**Task 1:**
Reproduce part of the opinion excerpt word for word, beginning at the words "Williams also argues" and stopping after "U.S.C. § 362(c).)".

Williams contends that an order may be collaterally attacked if it is void for lack of jurisdiction. (Rico v. Nasser Bros. Realty Co. (1943) 58 Cal.App.2d 878, 882 [an order is not subject to collateral attack unless it is void for lack of jurisdiction and the invalidity appears on the face of the record].) However, in this case the bankruptcy courts lack of jurisdiction does not appear on the face of the record. On the contrary, the Bankruptcy Appellate Panel considered and rejected Williamss jurisdictional argument that "because the case is a core proceeding," the bankruptcy court was required "to exercise the exclusive jurisdiction given it under 28 U.S.C. § 1334(a)." After reviewing the record, the Bankruptcy Appellate Panel found the remand order to be valid for three reasons: (1) Williams failed to remove this case within 30 days after receiving the complaint; (2) Williams waived the right to remove this case by filing the cross-complaint, which invoked the state courts jurisdiction; and (3) the district court properly referred the removal issues to the bankruptcy court, which did not err in granting the motion to remand. These rulings are binding on Williams and may not be attacked in this action.

Williams also argues that the superior court lacked jurisdiction over this case because the quiet title complaint was filed on March 18, 2004, which was "well after the bankruptcy court had first acquired in rem jurisdiction. [Citation omitted.] As such, the superior court could not initiate jurisdiction over the same `res or real property." We disagree. The record shows that when the quiet title complaint was filed, the third bankruptcy petition had been dismissed, which terminated the automatic stay. (11 U.S.C. § 362(c).)

C. The Prior Appeal Did Not Divest the Superior Court of Jurisdiction

Williams contends that while his prior appeal from the dismissal of the cross-complaint (No. B204322) was pending, the superior court lacked jurisdiction over the complaint and was precluded from striking his answer and entering his default. In support of this contention, Williams cites Code of Civil Procedure section 916, subdivision (a), which states that, with certain exceptions, "the perfecting of an appeal stays proceedings in the trial court upon the judgment or order appealed from or upon the matters embraced therein or affected thereby, including enforcement of the judgment or order, but the trial court may proceed upon any other matter embraced in the action and not affected by the judgment or order."

**Task 2:**
Pull out every line in the rows below that contains the string "sofa", copying each one as it appears.

**Extracted records:**
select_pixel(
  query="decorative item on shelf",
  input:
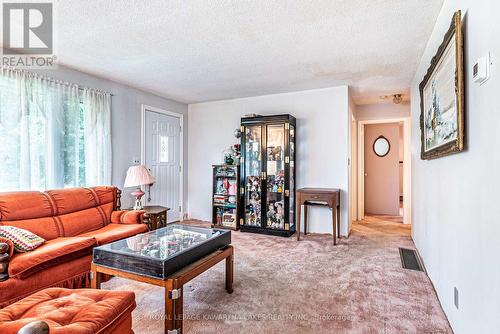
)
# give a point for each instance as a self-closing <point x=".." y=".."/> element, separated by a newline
<point x="268" y="170"/>
<point x="231" y="155"/>
<point x="225" y="197"/>
<point x="442" y="106"/>
<point x="138" y="176"/>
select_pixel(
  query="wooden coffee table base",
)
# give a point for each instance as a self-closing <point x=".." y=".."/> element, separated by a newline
<point x="174" y="283"/>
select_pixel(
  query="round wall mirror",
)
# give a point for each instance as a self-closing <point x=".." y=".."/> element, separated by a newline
<point x="381" y="146"/>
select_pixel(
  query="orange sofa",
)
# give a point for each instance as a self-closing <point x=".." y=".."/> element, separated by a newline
<point x="70" y="311"/>
<point x="72" y="221"/>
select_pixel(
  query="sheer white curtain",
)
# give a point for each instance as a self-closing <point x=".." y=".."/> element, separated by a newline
<point x="44" y="141"/>
<point x="97" y="119"/>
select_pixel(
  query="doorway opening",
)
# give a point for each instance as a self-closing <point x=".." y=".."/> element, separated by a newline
<point x="162" y="153"/>
<point x="383" y="169"/>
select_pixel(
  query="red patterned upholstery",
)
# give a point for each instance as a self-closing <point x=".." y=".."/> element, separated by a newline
<point x="72" y="221"/>
<point x="68" y="311"/>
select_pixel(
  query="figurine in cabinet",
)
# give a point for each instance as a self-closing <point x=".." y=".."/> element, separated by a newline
<point x="267" y="174"/>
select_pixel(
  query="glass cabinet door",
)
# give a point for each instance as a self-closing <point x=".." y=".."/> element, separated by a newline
<point x="253" y="173"/>
<point x="275" y="170"/>
<point x="292" y="175"/>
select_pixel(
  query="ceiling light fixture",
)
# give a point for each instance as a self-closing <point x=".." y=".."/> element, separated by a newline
<point x="397" y="99"/>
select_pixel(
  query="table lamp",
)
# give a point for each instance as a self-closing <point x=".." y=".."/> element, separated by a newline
<point x="138" y="176"/>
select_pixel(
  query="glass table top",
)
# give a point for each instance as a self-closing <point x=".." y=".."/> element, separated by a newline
<point x="162" y="244"/>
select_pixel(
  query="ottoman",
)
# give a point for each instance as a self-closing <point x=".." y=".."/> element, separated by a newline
<point x="66" y="311"/>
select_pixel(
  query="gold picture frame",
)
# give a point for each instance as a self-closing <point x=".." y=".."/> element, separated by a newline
<point x="442" y="125"/>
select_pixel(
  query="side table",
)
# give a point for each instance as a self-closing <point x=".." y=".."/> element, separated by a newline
<point x="328" y="197"/>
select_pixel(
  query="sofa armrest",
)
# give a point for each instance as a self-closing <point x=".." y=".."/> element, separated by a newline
<point x="35" y="327"/>
<point x="6" y="251"/>
<point x="128" y="217"/>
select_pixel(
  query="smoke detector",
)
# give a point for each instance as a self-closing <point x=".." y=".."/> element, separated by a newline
<point x="397" y="99"/>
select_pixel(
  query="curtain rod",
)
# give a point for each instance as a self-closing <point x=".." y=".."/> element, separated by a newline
<point x="46" y="78"/>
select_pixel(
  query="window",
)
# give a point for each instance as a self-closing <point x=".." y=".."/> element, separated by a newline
<point x="52" y="134"/>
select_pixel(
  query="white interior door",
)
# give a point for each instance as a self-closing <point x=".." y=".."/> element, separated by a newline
<point x="162" y="147"/>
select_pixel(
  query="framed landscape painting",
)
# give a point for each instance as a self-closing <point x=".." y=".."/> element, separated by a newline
<point x="442" y="97"/>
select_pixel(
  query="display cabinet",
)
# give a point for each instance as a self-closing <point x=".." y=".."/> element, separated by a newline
<point x="225" y="197"/>
<point x="267" y="174"/>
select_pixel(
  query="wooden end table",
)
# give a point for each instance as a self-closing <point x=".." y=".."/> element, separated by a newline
<point x="329" y="197"/>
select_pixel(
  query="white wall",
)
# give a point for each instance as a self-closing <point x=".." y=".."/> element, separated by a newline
<point x="322" y="145"/>
<point x="455" y="200"/>
<point x="125" y="120"/>
<point x="382" y="111"/>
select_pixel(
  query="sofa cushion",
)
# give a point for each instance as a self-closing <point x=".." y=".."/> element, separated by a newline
<point x="9" y="244"/>
<point x="51" y="253"/>
<point x="24" y="205"/>
<point x="72" y="274"/>
<point x="83" y="311"/>
<point x="46" y="228"/>
<point x="113" y="232"/>
<point x="23" y="240"/>
<point x="76" y="199"/>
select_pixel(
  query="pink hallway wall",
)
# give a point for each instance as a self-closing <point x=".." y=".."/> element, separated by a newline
<point x="401" y="158"/>
<point x="382" y="173"/>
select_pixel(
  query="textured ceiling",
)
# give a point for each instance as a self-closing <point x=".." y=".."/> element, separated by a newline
<point x="194" y="51"/>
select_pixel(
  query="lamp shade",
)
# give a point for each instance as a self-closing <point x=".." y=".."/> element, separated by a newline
<point x="138" y="176"/>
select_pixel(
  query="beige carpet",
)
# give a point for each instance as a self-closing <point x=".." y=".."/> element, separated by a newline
<point x="311" y="286"/>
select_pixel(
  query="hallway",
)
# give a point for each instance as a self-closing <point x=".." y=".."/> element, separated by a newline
<point x="309" y="286"/>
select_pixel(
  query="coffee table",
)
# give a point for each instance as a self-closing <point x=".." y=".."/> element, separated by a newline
<point x="168" y="257"/>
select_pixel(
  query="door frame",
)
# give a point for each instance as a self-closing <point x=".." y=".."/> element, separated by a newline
<point x="144" y="108"/>
<point x="406" y="166"/>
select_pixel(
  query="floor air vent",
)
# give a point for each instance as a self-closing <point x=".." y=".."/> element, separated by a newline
<point x="409" y="259"/>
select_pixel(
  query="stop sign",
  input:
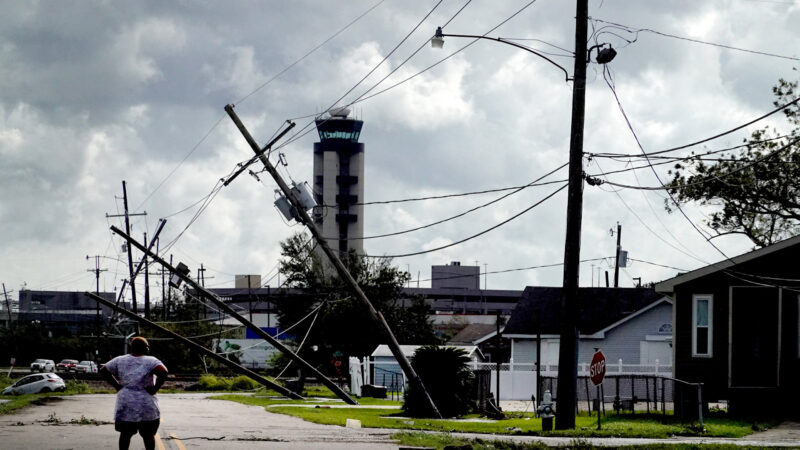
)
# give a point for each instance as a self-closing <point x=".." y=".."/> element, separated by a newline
<point x="597" y="369"/>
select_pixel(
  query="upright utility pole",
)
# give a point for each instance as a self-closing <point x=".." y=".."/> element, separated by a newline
<point x="568" y="349"/>
<point x="127" y="216"/>
<point x="146" y="284"/>
<point x="616" y="259"/>
<point x="10" y="321"/>
<point x="344" y="274"/>
<point x="97" y="271"/>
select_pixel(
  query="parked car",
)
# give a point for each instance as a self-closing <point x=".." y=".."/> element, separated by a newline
<point x="43" y="365"/>
<point x="66" y="365"/>
<point x="86" y="367"/>
<point x="35" y="384"/>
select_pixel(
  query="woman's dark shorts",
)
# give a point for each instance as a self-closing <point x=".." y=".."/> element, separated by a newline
<point x="145" y="428"/>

**Right answer 1:**
Williams also argues that the superior court lacked jurisdiction over this case because the quiet title complaint was filed on March 18, 2004, which was "well after the bankruptcy court had first acquired in rem jurisdiction. [Citation omitted.] As such, the superior court could not initiate jurisdiction over the same `res or real property." We disagree. The record shows that when the quiet title complaint was filed, the third bankruptcy petition had been dismissed, which terminated the automatic stay. (11 U.S.C. § 362(c).)

**Right answer 2:**
  query="orange sofa",
  query="sofa armrest",
  query="sofa cushion",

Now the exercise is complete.